Task objective: Which lines of the records below contain the word "instance"? Show each one.

* * *

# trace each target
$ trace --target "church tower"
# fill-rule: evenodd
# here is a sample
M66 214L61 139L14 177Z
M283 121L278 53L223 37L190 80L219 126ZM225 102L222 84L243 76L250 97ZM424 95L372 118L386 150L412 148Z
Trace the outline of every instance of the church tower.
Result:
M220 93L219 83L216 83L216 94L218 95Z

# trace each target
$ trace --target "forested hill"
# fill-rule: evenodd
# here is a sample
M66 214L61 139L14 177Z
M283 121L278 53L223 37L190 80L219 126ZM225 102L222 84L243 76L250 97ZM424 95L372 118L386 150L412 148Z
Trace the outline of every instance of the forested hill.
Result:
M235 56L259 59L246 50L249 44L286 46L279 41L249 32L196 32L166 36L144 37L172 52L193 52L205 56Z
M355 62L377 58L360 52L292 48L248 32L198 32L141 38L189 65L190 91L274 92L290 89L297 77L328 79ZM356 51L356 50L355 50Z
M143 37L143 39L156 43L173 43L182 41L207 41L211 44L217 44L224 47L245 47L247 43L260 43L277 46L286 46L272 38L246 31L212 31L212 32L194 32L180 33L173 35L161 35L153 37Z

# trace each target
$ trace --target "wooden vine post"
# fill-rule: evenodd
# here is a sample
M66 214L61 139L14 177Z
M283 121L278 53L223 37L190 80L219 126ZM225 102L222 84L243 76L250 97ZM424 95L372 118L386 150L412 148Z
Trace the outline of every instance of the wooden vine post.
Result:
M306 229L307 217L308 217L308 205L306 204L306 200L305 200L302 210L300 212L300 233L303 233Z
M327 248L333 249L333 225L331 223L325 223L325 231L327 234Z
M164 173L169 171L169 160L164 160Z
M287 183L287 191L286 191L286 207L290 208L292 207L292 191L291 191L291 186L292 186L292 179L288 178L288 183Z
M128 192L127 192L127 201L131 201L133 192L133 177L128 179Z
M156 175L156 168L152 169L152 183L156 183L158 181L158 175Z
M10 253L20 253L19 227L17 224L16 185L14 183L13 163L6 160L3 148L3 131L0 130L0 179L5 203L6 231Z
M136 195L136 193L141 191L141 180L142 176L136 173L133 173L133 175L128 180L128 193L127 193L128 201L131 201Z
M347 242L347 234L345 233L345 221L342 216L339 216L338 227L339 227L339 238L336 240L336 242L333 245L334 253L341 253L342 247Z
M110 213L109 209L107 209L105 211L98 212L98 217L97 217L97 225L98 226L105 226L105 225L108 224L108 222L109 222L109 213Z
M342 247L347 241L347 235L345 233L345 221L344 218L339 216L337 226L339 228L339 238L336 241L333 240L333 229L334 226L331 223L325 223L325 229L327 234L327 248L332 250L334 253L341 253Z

* * *

Finished task:
Trace the outline of every instance of the church tower.
Trace the outline of every instance of the forested hill.
Trace the outline of every instance of the wooden vine post.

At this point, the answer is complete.